**WORK TASK:** Retype the data below, every word of it, exactly.

**MATERIAL SUPPLIED:**
⟨
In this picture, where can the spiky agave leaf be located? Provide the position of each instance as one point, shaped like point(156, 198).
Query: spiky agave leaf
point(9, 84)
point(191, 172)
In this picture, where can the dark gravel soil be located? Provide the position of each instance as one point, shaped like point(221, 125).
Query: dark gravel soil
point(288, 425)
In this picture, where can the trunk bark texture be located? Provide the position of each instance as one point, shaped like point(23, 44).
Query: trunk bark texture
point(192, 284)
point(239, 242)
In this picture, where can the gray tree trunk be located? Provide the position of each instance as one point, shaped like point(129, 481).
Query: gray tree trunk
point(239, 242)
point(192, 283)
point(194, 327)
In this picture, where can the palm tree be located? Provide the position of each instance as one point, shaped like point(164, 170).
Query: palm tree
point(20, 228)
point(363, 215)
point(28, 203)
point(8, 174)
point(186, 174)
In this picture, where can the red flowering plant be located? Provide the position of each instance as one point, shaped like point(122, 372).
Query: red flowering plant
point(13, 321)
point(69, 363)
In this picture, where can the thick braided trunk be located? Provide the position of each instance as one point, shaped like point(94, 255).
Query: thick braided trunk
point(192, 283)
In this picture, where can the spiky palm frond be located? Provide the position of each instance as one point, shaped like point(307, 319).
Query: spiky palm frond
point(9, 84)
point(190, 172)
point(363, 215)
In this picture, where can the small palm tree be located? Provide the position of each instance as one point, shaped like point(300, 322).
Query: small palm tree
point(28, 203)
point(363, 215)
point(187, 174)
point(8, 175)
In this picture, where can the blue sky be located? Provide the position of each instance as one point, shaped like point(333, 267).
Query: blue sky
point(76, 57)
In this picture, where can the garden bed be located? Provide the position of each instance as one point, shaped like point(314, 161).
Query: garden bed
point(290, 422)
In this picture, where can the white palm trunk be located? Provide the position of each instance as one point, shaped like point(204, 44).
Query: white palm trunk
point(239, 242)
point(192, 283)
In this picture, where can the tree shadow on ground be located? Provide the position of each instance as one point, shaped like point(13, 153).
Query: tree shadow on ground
⟩
**EXPECTED ANSWER:**
In this picture, where can the spiky agave leaf be located? Provide the position of each instance as one point, shaped like point(156, 198).
Query: spiky agave leaf
point(9, 84)
point(191, 172)
In this picture, where can the dark gravel soil be located? Provide the position of each instance as one point, shaped like point(221, 125).
Query: dark gravel soil
point(288, 425)
In this picture, where can the trunk bark texture be located? Provide the position of each instance as one point, shaped like point(23, 44).
Query: trunk bark texture
point(192, 284)
point(239, 242)
In this picture, where can the gray tree trunk be located? Provide the position of each instance as one point, shaped like point(129, 481).
Query: gray tree trunk
point(239, 242)
point(192, 283)
point(194, 327)
In this picture, where can the palm tree be located? Provide the position of each instance as one point, shaped like point(164, 170).
Query: palm tree
point(20, 228)
point(363, 215)
point(28, 203)
point(8, 174)
point(186, 174)
In this picture, where can the red flowering plant be located? Provide the position of each instance as one point, shaped like point(122, 372).
Query: red flowering plant
point(13, 321)
point(69, 363)
In this picture, where can the thick braided trunk be located? Provide the position of each instance as one point, shaped like point(94, 255).
Query: thick braided trunk
point(192, 283)
In this picture, where can the spiky palm frond be located? Provide the position of each instance as one point, shaped like point(307, 319).
Query: spiky palm frond
point(9, 84)
point(190, 172)
point(363, 215)
In this picture, where can the small palm tree be located? Provide the position of each instance as one point, shaped like point(300, 322).
Query: small palm tree
point(28, 203)
point(363, 215)
point(187, 174)
point(8, 175)
In this picture, where can the blue sky be located? Provide the position of each instance as one point, shaped like point(333, 267).
Query: blue sky
point(76, 57)
In this picture, where can the garden bed be located? Provide the position of each instance as one point, shaped like point(314, 161).
Query: garden bed
point(290, 422)
In this picture, where can the white palm trunk be located? Provide the position of each instance as one point, shaped like point(204, 44).
Query: white palm trunk
point(239, 242)
point(192, 283)
In this picture, where can the tree shadow on ground be located? Provide the position of each instance as one point, shaped like point(13, 153).
Query: tree shadow on ground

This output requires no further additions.